PROBLEM TO WORK ON: Write out the listing below word for word, starting at the line containing "Task: locate the broken" and ending at the line containing "x=708 y=161". Include both of those lines and nothing outside them.

PROVIDED DATA:

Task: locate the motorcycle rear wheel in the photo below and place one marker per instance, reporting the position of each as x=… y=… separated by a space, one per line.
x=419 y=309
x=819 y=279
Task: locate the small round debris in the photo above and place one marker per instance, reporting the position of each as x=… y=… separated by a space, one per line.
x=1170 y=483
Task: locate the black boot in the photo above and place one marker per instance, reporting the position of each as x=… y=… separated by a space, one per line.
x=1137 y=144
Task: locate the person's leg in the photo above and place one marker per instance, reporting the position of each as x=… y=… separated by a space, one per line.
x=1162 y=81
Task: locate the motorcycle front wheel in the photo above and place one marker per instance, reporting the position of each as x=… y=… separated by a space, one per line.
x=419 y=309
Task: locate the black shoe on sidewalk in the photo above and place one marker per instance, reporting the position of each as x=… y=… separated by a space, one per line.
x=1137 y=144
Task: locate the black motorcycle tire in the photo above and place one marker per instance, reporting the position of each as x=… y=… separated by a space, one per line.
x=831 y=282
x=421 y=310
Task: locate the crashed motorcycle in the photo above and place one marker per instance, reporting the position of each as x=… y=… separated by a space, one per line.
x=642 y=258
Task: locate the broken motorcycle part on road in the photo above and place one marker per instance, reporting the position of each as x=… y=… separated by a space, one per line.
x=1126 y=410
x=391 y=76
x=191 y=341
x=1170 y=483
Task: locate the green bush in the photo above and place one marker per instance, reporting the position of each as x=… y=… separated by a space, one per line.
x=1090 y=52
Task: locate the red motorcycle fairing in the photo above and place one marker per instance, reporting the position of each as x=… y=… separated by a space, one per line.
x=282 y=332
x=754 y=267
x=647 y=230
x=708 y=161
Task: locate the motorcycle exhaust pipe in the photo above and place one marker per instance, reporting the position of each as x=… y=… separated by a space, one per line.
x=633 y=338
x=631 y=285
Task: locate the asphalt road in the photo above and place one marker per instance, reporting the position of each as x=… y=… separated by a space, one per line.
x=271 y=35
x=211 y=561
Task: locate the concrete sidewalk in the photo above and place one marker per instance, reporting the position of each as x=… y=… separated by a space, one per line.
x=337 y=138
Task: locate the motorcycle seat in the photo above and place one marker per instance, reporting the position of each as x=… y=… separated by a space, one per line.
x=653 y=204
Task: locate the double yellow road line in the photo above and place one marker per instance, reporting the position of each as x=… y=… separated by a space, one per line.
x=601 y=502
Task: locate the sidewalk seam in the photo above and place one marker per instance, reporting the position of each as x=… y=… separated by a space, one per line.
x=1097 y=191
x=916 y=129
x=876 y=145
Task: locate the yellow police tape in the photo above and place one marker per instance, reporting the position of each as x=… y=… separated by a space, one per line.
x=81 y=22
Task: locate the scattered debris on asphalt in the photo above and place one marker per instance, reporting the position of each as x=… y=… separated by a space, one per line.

OUTPUT OF THE EXERCISE:
Task: locate the broken motorcycle part on road in the photo above and place one marker per instance, reporting the position of each as x=… y=… separated by a space, one per line.
x=1126 y=410
x=391 y=76
x=191 y=341
x=1170 y=483
Task: locate the green bush in the photo above and place one marker per instance, reporting the position of each as x=… y=… separated by a space, one per line.
x=1090 y=52
Task: locate the red motorcycle fairing in the photo above and place one marker per instance, reporting the position of each as x=… y=… separated by a space, one per line.
x=282 y=332
x=754 y=267
x=647 y=230
x=708 y=161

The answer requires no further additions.